Entries from an annotation dataset:
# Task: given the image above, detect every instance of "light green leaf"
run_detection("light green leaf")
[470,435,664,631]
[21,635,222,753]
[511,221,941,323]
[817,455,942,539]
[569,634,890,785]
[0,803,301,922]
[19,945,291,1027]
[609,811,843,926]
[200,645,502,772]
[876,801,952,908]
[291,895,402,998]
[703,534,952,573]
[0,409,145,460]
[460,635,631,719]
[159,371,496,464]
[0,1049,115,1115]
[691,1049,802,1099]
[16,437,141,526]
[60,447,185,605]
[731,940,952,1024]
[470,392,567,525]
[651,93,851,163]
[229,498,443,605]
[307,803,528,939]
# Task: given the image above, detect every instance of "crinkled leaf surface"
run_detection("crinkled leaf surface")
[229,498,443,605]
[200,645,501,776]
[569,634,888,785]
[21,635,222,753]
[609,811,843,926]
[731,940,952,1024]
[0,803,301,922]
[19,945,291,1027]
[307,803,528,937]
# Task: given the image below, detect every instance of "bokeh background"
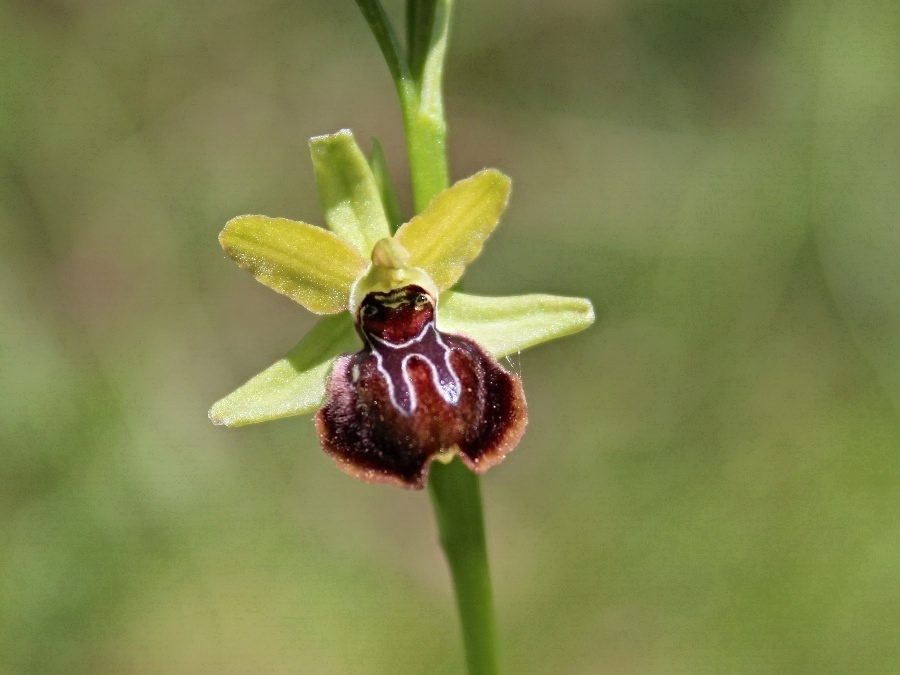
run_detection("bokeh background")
[0,0,900,675]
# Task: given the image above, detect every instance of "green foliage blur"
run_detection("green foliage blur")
[0,0,900,675]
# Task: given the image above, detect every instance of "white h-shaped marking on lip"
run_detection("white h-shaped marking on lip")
[364,321,462,416]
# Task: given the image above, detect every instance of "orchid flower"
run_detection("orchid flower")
[209,130,594,489]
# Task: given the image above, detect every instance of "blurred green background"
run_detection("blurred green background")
[0,0,900,674]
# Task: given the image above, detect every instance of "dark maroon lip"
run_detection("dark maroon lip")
[316,285,527,488]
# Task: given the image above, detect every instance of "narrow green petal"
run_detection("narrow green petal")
[219,216,368,314]
[394,169,510,291]
[438,291,594,357]
[209,314,360,427]
[309,129,391,258]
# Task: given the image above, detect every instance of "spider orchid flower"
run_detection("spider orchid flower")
[209,130,594,489]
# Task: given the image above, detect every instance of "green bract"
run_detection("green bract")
[209,130,594,426]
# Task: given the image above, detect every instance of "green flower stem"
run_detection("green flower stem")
[356,0,499,675]
[428,459,499,675]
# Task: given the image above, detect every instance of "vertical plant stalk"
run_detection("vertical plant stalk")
[356,0,499,675]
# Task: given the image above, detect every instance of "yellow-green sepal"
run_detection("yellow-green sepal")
[394,169,510,291]
[209,313,360,427]
[309,129,391,258]
[438,291,594,358]
[219,216,368,314]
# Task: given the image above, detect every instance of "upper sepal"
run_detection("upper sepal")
[394,169,510,291]
[309,129,391,258]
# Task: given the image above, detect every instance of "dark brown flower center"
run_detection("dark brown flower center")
[316,285,527,488]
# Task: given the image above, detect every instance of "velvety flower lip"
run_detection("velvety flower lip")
[210,130,594,488]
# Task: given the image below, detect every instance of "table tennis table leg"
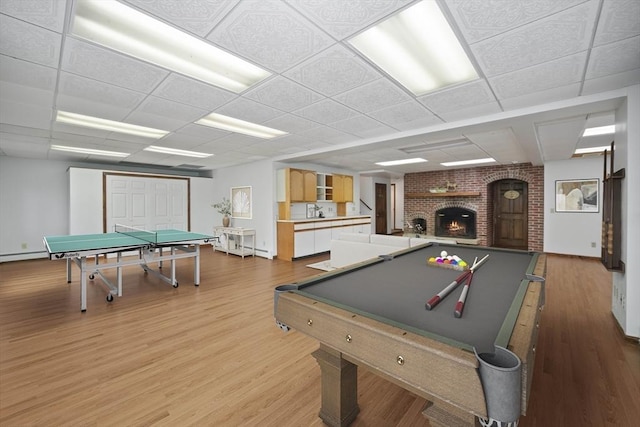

**Directions**
How many lines in the data above contain the string "marking"? Reply with the number alone.

**Response below**
2